**Required action:**
Find every line in the listing below that includes the word "pearl", then give only how many there are.

**Data to process:**
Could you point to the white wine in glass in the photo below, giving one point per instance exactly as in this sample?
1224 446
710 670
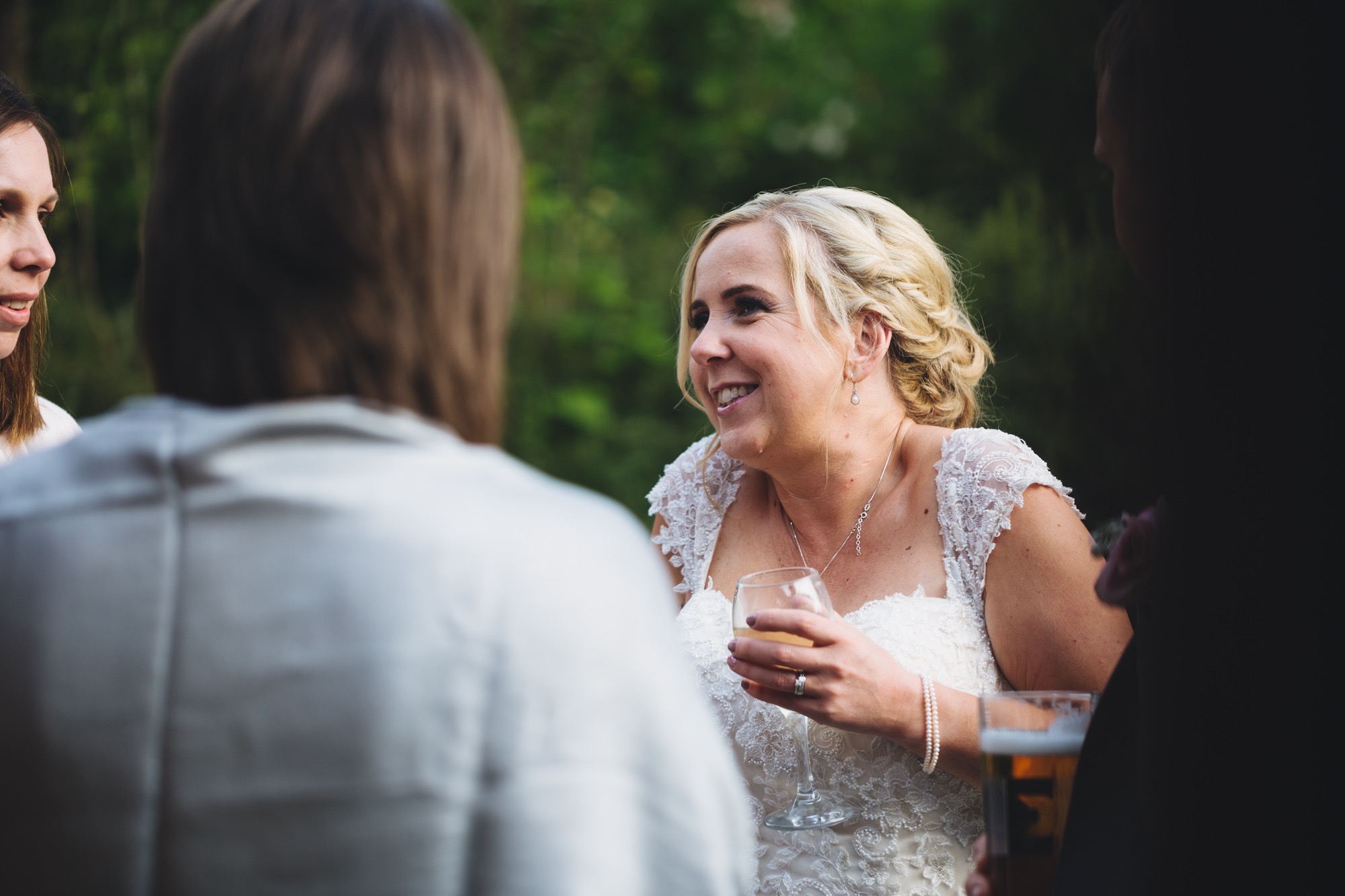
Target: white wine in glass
792 588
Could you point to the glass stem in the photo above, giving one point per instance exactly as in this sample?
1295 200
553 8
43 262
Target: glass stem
801 733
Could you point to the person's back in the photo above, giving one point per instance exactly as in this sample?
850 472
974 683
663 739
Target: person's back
330 649
287 630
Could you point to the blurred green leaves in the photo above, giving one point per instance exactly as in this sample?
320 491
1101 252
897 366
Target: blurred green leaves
640 120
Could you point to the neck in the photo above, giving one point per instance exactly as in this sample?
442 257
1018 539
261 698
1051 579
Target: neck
825 494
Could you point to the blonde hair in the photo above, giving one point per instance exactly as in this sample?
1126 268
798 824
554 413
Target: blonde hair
852 253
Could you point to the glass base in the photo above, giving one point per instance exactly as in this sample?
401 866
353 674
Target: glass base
812 810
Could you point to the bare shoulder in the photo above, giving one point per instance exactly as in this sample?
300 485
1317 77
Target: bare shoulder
923 447
1046 623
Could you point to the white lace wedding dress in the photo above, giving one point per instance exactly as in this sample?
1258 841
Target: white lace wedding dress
914 831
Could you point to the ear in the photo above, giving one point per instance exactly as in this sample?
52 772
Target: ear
870 349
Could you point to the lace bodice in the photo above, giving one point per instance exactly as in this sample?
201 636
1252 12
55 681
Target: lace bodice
914 831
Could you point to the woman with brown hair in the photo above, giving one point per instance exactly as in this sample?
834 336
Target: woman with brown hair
295 626
30 161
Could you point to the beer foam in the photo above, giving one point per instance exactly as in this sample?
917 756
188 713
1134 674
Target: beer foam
1017 741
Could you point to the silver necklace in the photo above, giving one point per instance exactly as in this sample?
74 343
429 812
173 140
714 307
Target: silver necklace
857 529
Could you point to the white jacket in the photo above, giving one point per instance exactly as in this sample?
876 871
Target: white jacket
319 647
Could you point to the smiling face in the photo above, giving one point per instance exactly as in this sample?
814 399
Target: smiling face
767 384
28 197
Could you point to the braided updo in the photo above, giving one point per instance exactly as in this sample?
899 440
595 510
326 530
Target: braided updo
853 253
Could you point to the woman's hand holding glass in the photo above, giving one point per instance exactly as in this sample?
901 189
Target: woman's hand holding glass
801 591
851 682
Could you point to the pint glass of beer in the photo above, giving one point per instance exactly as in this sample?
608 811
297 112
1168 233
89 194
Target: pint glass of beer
1030 749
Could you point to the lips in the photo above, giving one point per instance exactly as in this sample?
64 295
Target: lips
727 396
14 313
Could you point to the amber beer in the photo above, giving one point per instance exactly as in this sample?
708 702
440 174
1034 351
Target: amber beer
1030 749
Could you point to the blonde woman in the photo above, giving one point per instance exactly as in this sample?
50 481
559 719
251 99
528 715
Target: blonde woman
30 158
824 335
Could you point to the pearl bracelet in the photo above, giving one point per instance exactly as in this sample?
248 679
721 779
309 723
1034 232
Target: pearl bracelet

**Your response:**
2